Rows from a dataset:

»»

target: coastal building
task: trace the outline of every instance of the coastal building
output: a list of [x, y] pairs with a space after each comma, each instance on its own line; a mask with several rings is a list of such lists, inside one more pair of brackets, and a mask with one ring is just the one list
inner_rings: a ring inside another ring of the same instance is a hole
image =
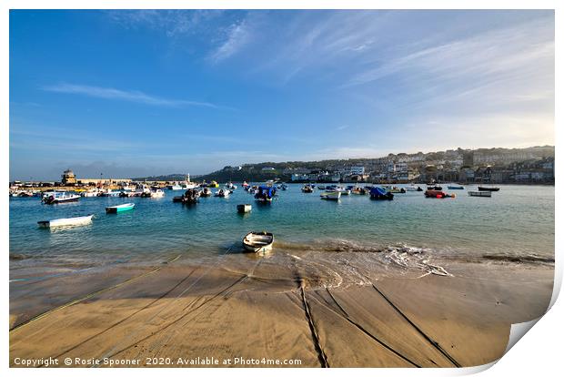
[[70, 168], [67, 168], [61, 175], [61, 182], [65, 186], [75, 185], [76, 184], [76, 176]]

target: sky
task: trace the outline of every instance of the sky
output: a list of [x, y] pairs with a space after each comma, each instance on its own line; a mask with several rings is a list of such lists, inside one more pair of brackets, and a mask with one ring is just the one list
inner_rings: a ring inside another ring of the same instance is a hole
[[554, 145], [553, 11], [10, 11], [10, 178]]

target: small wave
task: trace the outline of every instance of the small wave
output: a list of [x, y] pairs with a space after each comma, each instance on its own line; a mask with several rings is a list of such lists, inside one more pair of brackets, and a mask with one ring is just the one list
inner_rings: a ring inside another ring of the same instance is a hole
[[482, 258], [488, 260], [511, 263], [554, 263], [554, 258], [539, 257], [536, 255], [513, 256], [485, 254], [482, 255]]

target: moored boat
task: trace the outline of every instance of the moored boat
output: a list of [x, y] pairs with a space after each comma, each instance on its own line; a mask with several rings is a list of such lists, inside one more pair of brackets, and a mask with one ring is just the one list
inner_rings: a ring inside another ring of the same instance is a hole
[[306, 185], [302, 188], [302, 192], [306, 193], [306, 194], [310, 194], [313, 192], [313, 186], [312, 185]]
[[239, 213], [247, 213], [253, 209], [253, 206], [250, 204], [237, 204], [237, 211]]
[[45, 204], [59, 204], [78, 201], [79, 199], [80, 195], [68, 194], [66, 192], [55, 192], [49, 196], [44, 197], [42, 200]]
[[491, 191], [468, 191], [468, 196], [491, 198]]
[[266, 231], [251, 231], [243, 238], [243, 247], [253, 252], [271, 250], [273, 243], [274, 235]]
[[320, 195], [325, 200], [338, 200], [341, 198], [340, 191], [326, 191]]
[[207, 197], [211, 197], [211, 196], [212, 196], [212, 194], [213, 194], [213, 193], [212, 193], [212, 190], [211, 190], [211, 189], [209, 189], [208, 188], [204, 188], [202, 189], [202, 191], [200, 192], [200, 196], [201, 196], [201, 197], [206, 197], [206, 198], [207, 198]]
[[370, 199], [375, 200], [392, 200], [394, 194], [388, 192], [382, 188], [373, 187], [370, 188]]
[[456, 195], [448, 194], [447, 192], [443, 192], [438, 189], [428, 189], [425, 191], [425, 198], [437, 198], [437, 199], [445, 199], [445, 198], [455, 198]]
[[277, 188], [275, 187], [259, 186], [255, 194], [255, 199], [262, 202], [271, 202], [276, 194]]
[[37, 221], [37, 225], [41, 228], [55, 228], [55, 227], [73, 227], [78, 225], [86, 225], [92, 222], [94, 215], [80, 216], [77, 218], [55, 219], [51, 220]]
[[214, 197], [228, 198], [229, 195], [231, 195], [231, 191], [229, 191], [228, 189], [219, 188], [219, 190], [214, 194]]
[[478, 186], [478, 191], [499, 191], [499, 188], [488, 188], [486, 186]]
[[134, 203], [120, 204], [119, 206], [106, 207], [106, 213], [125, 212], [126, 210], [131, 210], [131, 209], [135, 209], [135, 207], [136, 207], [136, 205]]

««
»»

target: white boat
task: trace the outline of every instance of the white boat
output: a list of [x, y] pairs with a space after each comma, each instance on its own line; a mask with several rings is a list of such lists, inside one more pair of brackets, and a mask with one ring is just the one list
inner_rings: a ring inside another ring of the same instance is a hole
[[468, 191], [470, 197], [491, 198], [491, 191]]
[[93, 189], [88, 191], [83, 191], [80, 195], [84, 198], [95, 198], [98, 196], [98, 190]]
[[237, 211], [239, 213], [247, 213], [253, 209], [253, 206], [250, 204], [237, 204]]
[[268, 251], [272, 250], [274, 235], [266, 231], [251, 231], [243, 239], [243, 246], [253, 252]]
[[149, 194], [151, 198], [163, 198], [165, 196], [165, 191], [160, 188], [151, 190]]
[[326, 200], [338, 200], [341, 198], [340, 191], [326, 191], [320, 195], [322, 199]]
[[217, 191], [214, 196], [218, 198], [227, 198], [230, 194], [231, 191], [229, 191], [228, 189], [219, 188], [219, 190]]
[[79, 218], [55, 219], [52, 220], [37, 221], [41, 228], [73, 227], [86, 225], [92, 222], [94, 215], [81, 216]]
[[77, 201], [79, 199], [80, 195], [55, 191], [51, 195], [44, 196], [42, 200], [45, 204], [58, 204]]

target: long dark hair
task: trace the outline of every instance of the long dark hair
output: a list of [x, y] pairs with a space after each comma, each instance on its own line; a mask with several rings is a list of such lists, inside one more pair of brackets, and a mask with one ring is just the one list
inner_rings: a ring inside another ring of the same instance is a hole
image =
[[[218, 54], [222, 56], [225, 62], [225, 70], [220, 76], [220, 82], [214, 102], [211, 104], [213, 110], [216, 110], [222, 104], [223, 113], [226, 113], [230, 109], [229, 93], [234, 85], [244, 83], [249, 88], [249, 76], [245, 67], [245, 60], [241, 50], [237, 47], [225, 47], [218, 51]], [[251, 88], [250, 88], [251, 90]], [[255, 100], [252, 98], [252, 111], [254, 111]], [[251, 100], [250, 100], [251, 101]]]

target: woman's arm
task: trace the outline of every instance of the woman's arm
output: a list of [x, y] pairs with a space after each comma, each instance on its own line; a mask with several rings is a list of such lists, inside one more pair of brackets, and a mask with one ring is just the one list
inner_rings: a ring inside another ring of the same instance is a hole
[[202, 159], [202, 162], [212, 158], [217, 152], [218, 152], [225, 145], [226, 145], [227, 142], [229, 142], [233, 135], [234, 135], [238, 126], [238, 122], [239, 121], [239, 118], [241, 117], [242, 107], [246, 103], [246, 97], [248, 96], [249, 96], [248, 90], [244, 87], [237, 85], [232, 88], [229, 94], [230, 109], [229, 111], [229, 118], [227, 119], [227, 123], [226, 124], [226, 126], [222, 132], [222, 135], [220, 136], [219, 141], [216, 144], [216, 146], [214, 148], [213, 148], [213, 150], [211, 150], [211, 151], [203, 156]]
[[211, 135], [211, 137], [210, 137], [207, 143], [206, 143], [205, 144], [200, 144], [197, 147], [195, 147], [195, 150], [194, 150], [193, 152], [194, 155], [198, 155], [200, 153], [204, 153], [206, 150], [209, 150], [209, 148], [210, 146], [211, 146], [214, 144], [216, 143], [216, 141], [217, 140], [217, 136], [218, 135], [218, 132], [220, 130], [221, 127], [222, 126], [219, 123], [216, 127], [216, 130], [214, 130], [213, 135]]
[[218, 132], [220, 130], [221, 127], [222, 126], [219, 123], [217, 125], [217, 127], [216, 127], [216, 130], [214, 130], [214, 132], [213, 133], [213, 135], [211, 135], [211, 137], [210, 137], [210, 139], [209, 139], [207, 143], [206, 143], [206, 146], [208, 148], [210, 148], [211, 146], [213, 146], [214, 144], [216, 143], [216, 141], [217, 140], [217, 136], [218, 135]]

««

* Description of the task:
Reproduce the lines above verbatim, from the line that contains "target: long dark hair" through the line that contains "100], [251, 101]]]", with both of those lines included.

* Finished task:
target: long dark hair
task: trace the outline of every instance of the long dark hair
output: a list of [x, y] pairs with a space after each comma, each instance on its own line; a mask with several rings is a list of such lists, inside one more pair of brackets, and a mask with one ring is just the one list
inner_rings: a ring inside another ring of the same instance is a hole
image =
[[[218, 54], [222, 56], [225, 62], [225, 70], [220, 76], [220, 82], [214, 102], [211, 104], [213, 110], [216, 110], [222, 104], [223, 113], [226, 113], [230, 109], [229, 93], [234, 85], [244, 83], [249, 88], [249, 76], [245, 67], [245, 60], [241, 50], [237, 47], [225, 47], [218, 51]], [[251, 88], [250, 88], [251, 90]], [[255, 100], [252, 98], [252, 111], [254, 111]], [[251, 100], [250, 100], [251, 101]]]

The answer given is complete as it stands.